(Beginning of Given information)
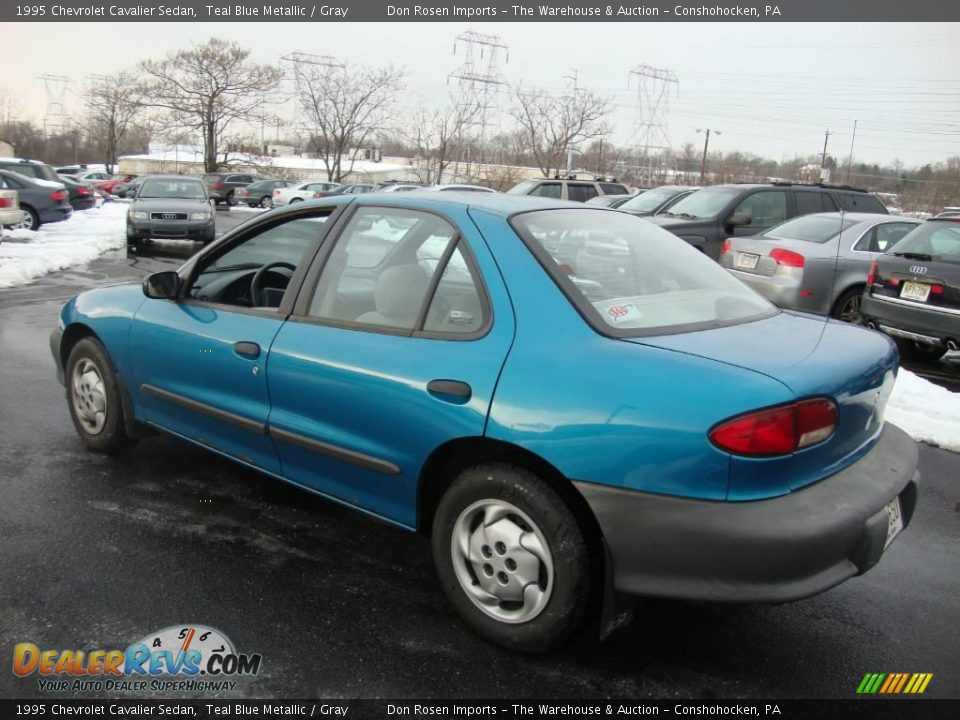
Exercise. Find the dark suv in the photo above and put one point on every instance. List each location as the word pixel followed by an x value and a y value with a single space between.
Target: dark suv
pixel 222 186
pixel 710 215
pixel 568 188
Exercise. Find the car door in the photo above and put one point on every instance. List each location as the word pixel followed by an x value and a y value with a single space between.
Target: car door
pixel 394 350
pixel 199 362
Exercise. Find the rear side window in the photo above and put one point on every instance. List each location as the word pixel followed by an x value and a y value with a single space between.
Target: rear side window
(End of Given information)
> What is expected: Could you return all lines from the records that include the word "rear"?

> Response to the task:
Exercise. Find the rear side window in the photo above and put one point on every instance. List each location as the word pixel followed by an x value and a y value with a single space between.
Target: rear side window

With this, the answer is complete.